Selected text:

______________________________

I heard last night that Dre has made more money on Beats than his music career. Who the fuck is buying these things?!

Holy Shit!


----------



## Tatanka Head

Well, Dre did get the upper-hand on an overeager company(Monster). I found this to be an interesting read:

Beat By Dre: The Exclusive Inside Story of How Monster Lost the World


----------



## KansasNoob

Just got 2 pairs of the Koss KSC75 from Amazon. They are definitely the best value ever. They aren't as good as my Sennheisers, but I can put them in my helmet and shit they're $10. Buy em.


----------



## Edvard_Grieg

I used these for several seasons in my Smith helmet, but last season I switched to the Outdoor Technology Chips CHIPS - Universal Bluetooth Wireless Snow Helmet Audio - Outdoor Tech® and could not be happier. Sound substantially better than any skull candy nonsense and close to on par with Koss plus now I can answer calls (mic works great) and control volume, track etc just by tapping the earpads with my mitt.


----------



## Mo Mo

I just got these in the mail the other day after reading this thread. And wow... Best bang for your buck for sure! sure wearing them day to day would be annoying and less stylish I guess but for your helmet. Perfect! I even did one of the mods you can for them and drilled some extra holes in the plastic and it just opens up the sounds a bit more.


----------



## neni

Any of you saying you put them into the ear pads has by chance a Giro helmet? Never used hemlet compatible headphones so far, and when I researched for Giro headphones I just found "TuneUps" which had terrible reviews regarding the sound quality (rather no music than bad quality one), thus I'm intrigued... anything I'd need to check to know if they'd be compatible as well to my helmet (Giro Lure) or are all ear pads headphone ready thingies designed the same way? (Headphone noob alert...)


----------



## KansasNoob

Does your helmet have "pockets" for speakers? If it does they should work.


----------



## tokyo_dom

Look for zippers in the ear pockets. I think most helmets these days are audio ready, but not all. The ear-pieces of these headphones pop off from the ear clips and then they become a disk about 4-4.5cm in diameter and a bit over 1cm thick (with the foam ear padding removed - dont need that when you put them in your helmet).

If you have a zip in your earpad area, open it, and there should be a precut shape of a circle inside there for you to remove, and then place the headphone earpieces into


Or do what i did in my Sandbox earpads - undo a few stitches at the top to open it up, and then stuff these into there - not designed for earphones, but it works


----------

______________________________

Data extracted from a collection:
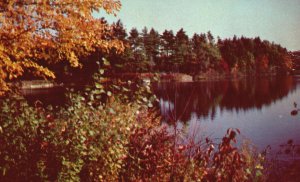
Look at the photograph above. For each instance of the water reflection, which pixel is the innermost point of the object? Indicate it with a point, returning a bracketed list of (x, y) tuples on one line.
[(259, 107), (179, 101)]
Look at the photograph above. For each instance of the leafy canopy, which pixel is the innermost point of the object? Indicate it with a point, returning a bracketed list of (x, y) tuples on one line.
[(37, 33)]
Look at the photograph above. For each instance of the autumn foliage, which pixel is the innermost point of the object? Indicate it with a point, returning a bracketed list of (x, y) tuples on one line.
[(38, 33)]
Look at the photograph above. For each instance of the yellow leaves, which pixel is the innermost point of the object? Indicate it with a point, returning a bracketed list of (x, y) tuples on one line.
[(51, 32), (39, 70), (73, 59)]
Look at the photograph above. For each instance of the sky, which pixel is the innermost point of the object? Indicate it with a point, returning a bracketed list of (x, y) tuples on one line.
[(274, 20)]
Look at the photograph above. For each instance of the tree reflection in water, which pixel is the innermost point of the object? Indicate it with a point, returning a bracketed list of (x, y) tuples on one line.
[(202, 98)]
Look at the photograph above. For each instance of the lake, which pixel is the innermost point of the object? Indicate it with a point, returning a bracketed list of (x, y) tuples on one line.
[(260, 107)]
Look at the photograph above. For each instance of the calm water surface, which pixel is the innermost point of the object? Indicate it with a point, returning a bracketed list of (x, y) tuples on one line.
[(259, 107)]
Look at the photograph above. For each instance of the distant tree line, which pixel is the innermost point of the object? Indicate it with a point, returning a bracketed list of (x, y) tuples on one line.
[(149, 51)]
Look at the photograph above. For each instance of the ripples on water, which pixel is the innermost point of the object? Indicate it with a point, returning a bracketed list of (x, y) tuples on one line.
[(259, 107)]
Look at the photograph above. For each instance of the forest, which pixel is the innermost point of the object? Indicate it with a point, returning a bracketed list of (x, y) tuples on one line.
[(109, 130)]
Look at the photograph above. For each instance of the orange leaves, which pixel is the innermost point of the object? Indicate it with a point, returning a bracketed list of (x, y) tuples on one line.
[(51, 32)]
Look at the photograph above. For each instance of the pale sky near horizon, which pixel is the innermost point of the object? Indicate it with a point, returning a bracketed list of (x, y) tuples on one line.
[(274, 20)]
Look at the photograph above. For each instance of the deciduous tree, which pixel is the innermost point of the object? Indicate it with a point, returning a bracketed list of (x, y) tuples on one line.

______________________________

Exercise description:
Answer these questions about the helmet headphone thread:
1. What price does KansasNoob give for the Koss KSC75?
2. What did Edvard_Grieg switch to last season?
3. What diameter does tokyo_dom give for the ear-pieces once they pop off the ear clips?

Response for this exercise:
1. $10
2. The Outdoor Technology Chips
3. About 4-4.5cm